> _Exercise aim_: Provide a character-exact reproduction of the lines from the line with "of the distant" to the end of the entries.

> _Records for the task_:
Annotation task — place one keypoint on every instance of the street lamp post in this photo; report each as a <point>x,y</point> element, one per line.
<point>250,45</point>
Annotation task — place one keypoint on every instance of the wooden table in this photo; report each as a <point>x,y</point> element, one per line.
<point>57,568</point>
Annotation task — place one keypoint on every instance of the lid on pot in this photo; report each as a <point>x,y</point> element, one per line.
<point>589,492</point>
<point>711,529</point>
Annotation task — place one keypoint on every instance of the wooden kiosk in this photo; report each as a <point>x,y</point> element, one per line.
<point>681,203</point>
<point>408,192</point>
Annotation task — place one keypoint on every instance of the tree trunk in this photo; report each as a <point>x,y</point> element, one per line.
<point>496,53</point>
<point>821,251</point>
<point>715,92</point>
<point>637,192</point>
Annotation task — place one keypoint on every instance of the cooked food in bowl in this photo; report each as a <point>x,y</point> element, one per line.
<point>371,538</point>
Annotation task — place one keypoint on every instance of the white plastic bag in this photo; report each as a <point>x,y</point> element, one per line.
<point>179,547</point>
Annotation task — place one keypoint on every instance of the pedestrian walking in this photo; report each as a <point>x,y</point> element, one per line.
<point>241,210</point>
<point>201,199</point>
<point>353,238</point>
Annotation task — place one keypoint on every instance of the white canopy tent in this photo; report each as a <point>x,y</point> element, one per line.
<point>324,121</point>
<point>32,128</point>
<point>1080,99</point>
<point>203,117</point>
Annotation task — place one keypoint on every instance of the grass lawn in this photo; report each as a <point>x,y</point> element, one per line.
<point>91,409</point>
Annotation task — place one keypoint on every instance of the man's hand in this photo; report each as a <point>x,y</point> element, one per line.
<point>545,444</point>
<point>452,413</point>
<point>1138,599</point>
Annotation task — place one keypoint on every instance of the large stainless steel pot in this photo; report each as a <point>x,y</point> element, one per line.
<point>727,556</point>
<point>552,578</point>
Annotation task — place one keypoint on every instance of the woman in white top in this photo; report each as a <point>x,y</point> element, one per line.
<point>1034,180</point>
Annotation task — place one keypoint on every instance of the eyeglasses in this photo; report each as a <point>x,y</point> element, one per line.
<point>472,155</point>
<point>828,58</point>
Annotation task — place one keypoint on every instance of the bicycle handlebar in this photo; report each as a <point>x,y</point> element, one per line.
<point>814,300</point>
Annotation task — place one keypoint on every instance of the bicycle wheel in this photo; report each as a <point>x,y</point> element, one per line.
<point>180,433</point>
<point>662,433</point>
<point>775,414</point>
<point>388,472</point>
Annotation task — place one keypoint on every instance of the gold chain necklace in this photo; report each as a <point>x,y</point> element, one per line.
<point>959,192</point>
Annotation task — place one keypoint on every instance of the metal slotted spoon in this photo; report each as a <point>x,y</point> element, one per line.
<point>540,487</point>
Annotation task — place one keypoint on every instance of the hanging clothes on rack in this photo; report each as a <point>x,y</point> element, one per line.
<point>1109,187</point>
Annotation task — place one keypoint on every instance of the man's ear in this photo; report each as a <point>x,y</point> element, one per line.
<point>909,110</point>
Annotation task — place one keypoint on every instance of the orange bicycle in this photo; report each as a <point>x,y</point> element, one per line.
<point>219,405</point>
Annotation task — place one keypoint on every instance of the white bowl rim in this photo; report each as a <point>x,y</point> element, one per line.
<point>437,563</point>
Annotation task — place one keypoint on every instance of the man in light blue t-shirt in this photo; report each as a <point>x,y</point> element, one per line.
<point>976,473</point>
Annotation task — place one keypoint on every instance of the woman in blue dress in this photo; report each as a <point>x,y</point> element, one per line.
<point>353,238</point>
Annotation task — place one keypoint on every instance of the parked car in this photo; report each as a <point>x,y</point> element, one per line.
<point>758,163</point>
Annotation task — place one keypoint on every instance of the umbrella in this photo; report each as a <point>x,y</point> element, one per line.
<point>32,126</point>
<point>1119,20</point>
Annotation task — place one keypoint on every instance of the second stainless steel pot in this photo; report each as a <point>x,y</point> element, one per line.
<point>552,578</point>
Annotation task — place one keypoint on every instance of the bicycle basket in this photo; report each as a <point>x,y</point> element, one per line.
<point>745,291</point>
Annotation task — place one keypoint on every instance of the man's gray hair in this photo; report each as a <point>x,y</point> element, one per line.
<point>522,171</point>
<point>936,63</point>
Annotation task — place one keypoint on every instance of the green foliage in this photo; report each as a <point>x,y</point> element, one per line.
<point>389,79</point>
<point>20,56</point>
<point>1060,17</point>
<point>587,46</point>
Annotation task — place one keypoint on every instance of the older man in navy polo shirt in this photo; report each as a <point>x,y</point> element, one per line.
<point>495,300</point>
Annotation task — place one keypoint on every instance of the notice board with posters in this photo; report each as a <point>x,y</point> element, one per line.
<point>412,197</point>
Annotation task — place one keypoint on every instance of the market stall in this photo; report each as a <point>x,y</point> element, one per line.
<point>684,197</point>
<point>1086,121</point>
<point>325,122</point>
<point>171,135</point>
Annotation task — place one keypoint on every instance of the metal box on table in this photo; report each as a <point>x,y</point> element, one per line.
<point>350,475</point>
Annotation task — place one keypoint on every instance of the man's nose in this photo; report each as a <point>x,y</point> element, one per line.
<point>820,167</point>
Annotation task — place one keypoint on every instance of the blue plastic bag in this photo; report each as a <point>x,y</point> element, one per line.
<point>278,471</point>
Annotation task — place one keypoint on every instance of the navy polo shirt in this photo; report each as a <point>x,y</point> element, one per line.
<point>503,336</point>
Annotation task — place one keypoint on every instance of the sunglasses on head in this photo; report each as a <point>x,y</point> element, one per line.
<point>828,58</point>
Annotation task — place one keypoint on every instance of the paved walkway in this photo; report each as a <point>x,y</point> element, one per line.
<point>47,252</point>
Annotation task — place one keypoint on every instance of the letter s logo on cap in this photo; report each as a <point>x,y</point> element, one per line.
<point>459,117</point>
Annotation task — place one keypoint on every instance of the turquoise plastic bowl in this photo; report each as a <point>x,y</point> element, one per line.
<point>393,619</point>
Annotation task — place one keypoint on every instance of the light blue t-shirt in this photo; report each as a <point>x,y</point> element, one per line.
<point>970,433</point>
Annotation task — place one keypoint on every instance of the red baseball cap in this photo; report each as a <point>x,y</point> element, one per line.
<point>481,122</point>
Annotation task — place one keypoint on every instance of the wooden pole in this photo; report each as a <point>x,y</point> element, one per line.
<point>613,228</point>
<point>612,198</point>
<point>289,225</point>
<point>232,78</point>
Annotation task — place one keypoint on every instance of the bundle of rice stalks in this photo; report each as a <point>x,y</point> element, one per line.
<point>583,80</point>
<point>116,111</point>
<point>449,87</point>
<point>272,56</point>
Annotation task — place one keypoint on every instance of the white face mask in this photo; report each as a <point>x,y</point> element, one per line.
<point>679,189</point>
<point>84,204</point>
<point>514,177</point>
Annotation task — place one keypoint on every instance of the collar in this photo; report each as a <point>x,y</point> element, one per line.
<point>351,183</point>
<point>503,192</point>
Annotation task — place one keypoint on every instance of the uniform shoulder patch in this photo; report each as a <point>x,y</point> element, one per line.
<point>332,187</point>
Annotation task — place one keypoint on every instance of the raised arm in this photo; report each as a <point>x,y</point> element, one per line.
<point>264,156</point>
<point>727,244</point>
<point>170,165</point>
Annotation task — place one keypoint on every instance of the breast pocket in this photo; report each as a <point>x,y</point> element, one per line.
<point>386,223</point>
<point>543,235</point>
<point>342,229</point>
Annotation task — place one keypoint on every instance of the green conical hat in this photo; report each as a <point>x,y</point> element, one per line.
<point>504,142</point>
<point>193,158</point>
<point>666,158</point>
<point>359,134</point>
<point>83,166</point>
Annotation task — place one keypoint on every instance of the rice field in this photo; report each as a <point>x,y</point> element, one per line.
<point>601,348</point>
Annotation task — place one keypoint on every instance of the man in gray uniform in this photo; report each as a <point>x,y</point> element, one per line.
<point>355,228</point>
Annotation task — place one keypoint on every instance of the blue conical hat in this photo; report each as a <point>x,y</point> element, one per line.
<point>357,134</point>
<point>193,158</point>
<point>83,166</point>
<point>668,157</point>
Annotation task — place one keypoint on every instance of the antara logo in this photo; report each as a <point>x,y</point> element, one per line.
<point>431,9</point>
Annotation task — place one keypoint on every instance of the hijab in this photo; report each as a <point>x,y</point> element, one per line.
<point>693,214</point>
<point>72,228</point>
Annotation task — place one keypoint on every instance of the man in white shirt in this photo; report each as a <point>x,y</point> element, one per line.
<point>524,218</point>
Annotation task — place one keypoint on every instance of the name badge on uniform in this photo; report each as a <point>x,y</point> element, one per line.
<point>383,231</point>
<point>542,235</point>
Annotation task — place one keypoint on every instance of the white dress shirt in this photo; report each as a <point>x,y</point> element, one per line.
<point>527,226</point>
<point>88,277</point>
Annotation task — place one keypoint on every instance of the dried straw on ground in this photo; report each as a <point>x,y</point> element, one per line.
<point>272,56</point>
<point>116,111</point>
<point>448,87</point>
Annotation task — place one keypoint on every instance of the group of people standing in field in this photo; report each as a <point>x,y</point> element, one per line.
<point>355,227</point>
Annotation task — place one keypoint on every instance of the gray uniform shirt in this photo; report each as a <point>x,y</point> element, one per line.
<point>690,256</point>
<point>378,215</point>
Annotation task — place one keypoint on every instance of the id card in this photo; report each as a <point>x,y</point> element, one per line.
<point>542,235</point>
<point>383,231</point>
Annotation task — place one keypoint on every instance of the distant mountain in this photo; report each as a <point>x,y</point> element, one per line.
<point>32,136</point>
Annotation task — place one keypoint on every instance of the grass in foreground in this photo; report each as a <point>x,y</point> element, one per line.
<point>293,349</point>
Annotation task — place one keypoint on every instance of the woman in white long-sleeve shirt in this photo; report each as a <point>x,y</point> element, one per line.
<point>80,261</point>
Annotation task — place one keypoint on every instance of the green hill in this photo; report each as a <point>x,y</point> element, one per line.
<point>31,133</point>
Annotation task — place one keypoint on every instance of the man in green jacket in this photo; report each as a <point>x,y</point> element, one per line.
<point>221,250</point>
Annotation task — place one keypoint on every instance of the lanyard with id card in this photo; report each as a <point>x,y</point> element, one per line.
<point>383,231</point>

> _Answer box_:
Annotation task — place one keypoint on every instance of the distant mountain in this photo; report each as a <point>x,y</point> element, one per line.
<point>32,136</point>
Annotation task — place one keypoint on every instance of the grass in foreground in this photo; report each as a <point>x,y</point> element, one per line.
<point>293,349</point>
Annotation task — place one keypoint on every instance of the woman in white long-sleeve shirt in this photo; report each as a <point>x,y</point> element, one per line.
<point>80,261</point>
Annotation task — place one keypoint on every instance of the green hill in this photo; report each as a <point>x,y</point> element, one per line.
<point>31,133</point>
Annotation task — place one keypoint on every instance of the man in green jacket in this photo; report each as a <point>x,y</point> element, one per line.
<point>221,250</point>
Annotation task — place one keypoint on every instance of the lanyard with id card in this photo; report each as a <point>x,y</point> element, one per line.
<point>383,231</point>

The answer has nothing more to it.